Reproduce all entries verbatim, with nothing added or dropped.

=== SUPPLIED INFORMATION ===

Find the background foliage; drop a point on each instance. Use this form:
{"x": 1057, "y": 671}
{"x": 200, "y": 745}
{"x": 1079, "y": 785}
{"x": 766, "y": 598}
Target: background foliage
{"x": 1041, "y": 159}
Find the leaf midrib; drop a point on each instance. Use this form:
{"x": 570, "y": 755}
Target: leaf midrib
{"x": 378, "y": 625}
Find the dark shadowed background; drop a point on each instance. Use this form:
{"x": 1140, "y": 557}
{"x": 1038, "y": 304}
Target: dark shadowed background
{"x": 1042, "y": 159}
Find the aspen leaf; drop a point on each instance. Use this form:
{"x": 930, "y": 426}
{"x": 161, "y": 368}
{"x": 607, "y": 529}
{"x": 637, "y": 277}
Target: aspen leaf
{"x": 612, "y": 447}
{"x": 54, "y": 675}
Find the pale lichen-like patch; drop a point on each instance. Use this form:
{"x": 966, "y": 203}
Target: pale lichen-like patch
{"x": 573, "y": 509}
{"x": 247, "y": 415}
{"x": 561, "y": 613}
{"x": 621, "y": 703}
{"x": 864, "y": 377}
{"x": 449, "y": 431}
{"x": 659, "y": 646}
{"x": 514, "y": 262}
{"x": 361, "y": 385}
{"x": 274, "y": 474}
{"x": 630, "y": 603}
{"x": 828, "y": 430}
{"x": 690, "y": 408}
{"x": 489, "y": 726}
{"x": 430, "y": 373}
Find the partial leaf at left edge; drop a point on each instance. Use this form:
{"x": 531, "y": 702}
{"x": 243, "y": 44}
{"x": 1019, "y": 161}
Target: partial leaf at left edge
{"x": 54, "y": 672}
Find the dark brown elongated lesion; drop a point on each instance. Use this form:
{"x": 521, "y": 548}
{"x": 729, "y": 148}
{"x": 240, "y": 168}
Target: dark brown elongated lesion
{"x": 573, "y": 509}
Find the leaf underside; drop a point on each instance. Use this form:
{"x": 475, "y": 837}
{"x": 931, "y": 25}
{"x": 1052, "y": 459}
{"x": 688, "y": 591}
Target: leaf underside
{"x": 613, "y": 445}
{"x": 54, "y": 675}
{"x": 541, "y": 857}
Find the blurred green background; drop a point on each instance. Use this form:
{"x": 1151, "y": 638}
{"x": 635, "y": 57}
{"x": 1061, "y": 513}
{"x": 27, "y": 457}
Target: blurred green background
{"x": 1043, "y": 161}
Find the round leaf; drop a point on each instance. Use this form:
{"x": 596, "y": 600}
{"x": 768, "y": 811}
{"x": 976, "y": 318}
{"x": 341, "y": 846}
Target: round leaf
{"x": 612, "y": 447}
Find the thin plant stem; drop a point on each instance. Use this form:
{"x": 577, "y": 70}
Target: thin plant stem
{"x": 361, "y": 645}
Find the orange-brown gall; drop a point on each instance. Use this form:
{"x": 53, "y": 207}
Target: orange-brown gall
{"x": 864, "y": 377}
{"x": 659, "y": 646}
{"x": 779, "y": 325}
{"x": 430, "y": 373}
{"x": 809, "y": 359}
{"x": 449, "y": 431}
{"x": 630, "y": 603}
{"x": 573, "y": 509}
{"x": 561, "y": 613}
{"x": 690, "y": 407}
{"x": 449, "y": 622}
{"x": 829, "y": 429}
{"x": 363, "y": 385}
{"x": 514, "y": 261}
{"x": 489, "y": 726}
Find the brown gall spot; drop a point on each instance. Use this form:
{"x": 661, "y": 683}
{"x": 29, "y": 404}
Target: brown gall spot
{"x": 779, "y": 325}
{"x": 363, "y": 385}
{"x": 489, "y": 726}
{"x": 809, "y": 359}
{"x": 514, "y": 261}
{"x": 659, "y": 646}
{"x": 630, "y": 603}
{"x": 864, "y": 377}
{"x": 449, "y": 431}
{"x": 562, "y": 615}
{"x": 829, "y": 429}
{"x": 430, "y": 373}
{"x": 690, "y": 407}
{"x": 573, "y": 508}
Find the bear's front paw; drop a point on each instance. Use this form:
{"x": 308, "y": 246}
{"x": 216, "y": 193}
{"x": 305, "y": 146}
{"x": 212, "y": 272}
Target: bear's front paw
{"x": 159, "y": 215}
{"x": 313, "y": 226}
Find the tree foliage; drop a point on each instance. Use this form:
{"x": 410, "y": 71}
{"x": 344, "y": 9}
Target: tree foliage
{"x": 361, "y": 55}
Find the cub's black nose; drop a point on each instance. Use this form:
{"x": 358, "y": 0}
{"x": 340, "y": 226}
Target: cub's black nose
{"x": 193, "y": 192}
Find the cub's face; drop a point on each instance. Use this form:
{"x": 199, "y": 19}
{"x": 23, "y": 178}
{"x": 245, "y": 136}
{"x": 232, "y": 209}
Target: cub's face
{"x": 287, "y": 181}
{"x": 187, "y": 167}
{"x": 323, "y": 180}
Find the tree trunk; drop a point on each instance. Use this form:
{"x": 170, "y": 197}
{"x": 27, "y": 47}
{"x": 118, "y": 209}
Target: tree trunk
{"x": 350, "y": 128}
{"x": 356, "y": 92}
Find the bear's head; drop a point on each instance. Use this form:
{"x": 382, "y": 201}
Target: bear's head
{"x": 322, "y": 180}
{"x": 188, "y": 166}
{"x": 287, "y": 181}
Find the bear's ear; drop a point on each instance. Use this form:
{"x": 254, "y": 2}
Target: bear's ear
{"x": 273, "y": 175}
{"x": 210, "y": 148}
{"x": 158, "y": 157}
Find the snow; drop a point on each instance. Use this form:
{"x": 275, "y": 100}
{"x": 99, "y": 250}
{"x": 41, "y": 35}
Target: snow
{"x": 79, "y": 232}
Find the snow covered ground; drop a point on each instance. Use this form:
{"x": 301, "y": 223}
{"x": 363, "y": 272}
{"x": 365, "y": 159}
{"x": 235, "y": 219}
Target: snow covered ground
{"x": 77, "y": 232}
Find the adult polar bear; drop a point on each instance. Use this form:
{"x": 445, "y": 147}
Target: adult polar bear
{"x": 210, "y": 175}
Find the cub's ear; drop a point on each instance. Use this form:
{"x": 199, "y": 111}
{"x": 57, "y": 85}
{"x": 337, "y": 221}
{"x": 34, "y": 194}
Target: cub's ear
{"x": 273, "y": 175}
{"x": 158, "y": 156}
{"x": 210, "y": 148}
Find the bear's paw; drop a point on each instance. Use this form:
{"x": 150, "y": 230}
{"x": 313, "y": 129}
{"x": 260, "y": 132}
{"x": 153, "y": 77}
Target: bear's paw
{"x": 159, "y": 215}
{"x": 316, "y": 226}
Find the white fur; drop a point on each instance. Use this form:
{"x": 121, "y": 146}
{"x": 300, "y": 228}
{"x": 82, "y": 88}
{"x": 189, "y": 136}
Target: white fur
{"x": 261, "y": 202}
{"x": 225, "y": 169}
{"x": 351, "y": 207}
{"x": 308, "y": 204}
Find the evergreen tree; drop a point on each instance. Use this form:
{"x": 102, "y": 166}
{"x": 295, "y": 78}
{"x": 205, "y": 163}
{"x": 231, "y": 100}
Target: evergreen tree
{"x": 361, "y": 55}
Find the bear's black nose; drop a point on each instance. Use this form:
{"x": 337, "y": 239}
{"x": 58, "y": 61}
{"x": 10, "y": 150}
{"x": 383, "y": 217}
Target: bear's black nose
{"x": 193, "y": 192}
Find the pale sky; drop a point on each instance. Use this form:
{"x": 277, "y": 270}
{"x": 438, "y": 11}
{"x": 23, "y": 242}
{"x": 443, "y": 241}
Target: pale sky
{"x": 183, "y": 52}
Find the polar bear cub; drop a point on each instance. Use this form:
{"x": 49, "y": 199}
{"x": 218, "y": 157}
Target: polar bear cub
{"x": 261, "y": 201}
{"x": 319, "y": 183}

===

* _FULL SOLUTION_
Find the background foliage; drop a point on each instance. Use this form:
{"x": 1057, "y": 671}
{"x": 200, "y": 745}
{"x": 1079, "y": 785}
{"x": 766, "y": 598}
Target: background foliage
{"x": 1041, "y": 159}
Find the leaf midrib; drop a point on each instance. Use this form:
{"x": 570, "y": 755}
Target: leaf midrib
{"x": 378, "y": 625}
Find the dark shadowed background; drop a point on each instance. Use this form:
{"x": 1140, "y": 557}
{"x": 1038, "y": 304}
Target: dark shadowed background
{"x": 1042, "y": 159}
Find the aspen leaf; drop a point on each instance. Use this form:
{"x": 930, "y": 426}
{"x": 161, "y": 368}
{"x": 607, "y": 529}
{"x": 637, "y": 277}
Target: aspen leaf
{"x": 612, "y": 447}
{"x": 54, "y": 675}
Find the pale lichen-like patch; drop a point on each instance. Use this form:
{"x": 966, "y": 203}
Target: pale lichen-like patch
{"x": 573, "y": 509}
{"x": 247, "y": 415}
{"x": 561, "y": 613}
{"x": 621, "y": 703}
{"x": 864, "y": 377}
{"x": 449, "y": 431}
{"x": 659, "y": 646}
{"x": 514, "y": 262}
{"x": 361, "y": 385}
{"x": 274, "y": 474}
{"x": 630, "y": 603}
{"x": 828, "y": 430}
{"x": 690, "y": 408}
{"x": 489, "y": 726}
{"x": 430, "y": 373}
Find the partial leaf at left edge; drop a point on each instance. Use this form:
{"x": 531, "y": 702}
{"x": 243, "y": 44}
{"x": 1019, "y": 161}
Target: partial leaf at left edge
{"x": 54, "y": 672}
Find the dark brown elongated lesion; drop a point on each instance. Use this form:
{"x": 521, "y": 548}
{"x": 729, "y": 148}
{"x": 240, "y": 168}
Target: dark brown elongated lesion
{"x": 573, "y": 509}
Find the leaf underside; drop a point on each instance. Use this form:
{"x": 475, "y": 837}
{"x": 931, "y": 25}
{"x": 1052, "y": 459}
{"x": 688, "y": 591}
Target: leaf underside
{"x": 613, "y": 445}
{"x": 54, "y": 675}
{"x": 541, "y": 857}
Find the blurred green background; drop a point on each instance. Use this form:
{"x": 1151, "y": 638}
{"x": 635, "y": 57}
{"x": 1061, "y": 513}
{"x": 27, "y": 457}
Target: blurred green background
{"x": 1043, "y": 161}
Find the round leaf; drop a point on each instance. Use this form:
{"x": 596, "y": 600}
{"x": 768, "y": 811}
{"x": 976, "y": 318}
{"x": 341, "y": 846}
Target: round leaf
{"x": 612, "y": 447}
Find the thin plant stem; drop a point on each instance. Use this form:
{"x": 577, "y": 70}
Target: thin plant stem
{"x": 361, "y": 645}
Find the orange-brown gall; drop a point on each instance. Use this form:
{"x": 53, "y": 207}
Target: orange-brown gall
{"x": 864, "y": 377}
{"x": 659, "y": 646}
{"x": 779, "y": 325}
{"x": 430, "y": 373}
{"x": 809, "y": 359}
{"x": 449, "y": 431}
{"x": 630, "y": 603}
{"x": 573, "y": 509}
{"x": 561, "y": 613}
{"x": 690, "y": 407}
{"x": 449, "y": 622}
{"x": 829, "y": 429}
{"x": 363, "y": 385}
{"x": 514, "y": 261}
{"x": 489, "y": 726}
Find the brown gall spot; drop a point on each instance. Use this form:
{"x": 661, "y": 683}
{"x": 29, "y": 404}
Target: brown gall spot
{"x": 779, "y": 325}
{"x": 363, "y": 385}
{"x": 489, "y": 726}
{"x": 809, "y": 359}
{"x": 514, "y": 261}
{"x": 659, "y": 646}
{"x": 630, "y": 603}
{"x": 864, "y": 377}
{"x": 449, "y": 431}
{"x": 562, "y": 615}
{"x": 829, "y": 429}
{"x": 430, "y": 373}
{"x": 690, "y": 407}
{"x": 573, "y": 508}
Find the bear's front paw; drop a point on each instance. Use this form:
{"x": 308, "y": 246}
{"x": 216, "y": 193}
{"x": 305, "y": 146}
{"x": 212, "y": 272}
Target: bear's front paw
{"x": 159, "y": 215}
{"x": 313, "y": 226}
Find the tree foliage; drop a point on each instance. Use this form:
{"x": 410, "y": 71}
{"x": 344, "y": 9}
Target: tree foliage
{"x": 361, "y": 55}
Find the cub's black nose; drop a point on each instance. Use this form:
{"x": 358, "y": 0}
{"x": 340, "y": 226}
Target: cub's black nose
{"x": 193, "y": 192}
Find the cub's face; drop a point on each instance. Use this form:
{"x": 199, "y": 19}
{"x": 23, "y": 178}
{"x": 245, "y": 136}
{"x": 232, "y": 209}
Target: cub's face
{"x": 287, "y": 181}
{"x": 187, "y": 167}
{"x": 323, "y": 180}
Find the tree trunk; drop a point on each instance. Use this form:
{"x": 170, "y": 197}
{"x": 27, "y": 47}
{"x": 118, "y": 209}
Target: tree trunk
{"x": 350, "y": 128}
{"x": 356, "y": 92}
Find the bear's head; drop a point on each instance. Use this form:
{"x": 382, "y": 201}
Target: bear's head
{"x": 322, "y": 180}
{"x": 188, "y": 166}
{"x": 287, "y": 181}
Find the bear's ear; drop a point on each instance. Use this form:
{"x": 254, "y": 2}
Target: bear's ear
{"x": 273, "y": 175}
{"x": 210, "y": 148}
{"x": 158, "y": 157}
Find the snow; drop a point on each instance. Use this form:
{"x": 275, "y": 100}
{"x": 99, "y": 250}
{"x": 41, "y": 35}
Target: snow
{"x": 79, "y": 232}
Find the snow covered ground; drop a point on each instance. Use this form:
{"x": 301, "y": 223}
{"x": 363, "y": 272}
{"x": 365, "y": 159}
{"x": 235, "y": 219}
Target: snow covered ground
{"x": 77, "y": 232}
Find the adult polar bear; drop a point on each instance. Use this form:
{"x": 445, "y": 147}
Target: adult polar bear
{"x": 210, "y": 175}
Find the cub's ear; drop a point on each instance. Use this form:
{"x": 199, "y": 111}
{"x": 57, "y": 85}
{"x": 337, "y": 221}
{"x": 34, "y": 194}
Target: cub's ear
{"x": 273, "y": 175}
{"x": 158, "y": 156}
{"x": 210, "y": 148}
Find the bear's paw; drop a point on each instance. Use this form:
{"x": 150, "y": 230}
{"x": 313, "y": 129}
{"x": 260, "y": 132}
{"x": 153, "y": 77}
Target: bear's paw
{"x": 159, "y": 215}
{"x": 316, "y": 226}
Find the white fur; drop a point on each instance. Use this form:
{"x": 121, "y": 146}
{"x": 300, "y": 228}
{"x": 82, "y": 88}
{"x": 189, "y": 136}
Target: white fur
{"x": 261, "y": 202}
{"x": 225, "y": 169}
{"x": 351, "y": 207}
{"x": 308, "y": 204}
Find the evergreen tree; drop a point on each instance. Use this form:
{"x": 102, "y": 166}
{"x": 295, "y": 78}
{"x": 205, "y": 163}
{"x": 231, "y": 100}
Target: evergreen tree
{"x": 361, "y": 55}
Find the bear's black nose; drop a point on each instance. Use this form:
{"x": 337, "y": 239}
{"x": 58, "y": 61}
{"x": 10, "y": 150}
{"x": 383, "y": 217}
Target: bear's black nose
{"x": 193, "y": 192}
Find the pale sky; drop a point on each instance. Use this form:
{"x": 277, "y": 270}
{"x": 438, "y": 11}
{"x": 23, "y": 242}
{"x": 443, "y": 241}
Target: pale sky
{"x": 183, "y": 52}
Find the polar bear cub; drop a point on each instance. Use this form:
{"x": 49, "y": 199}
{"x": 218, "y": 157}
Target: polar bear cub
{"x": 261, "y": 201}
{"x": 319, "y": 183}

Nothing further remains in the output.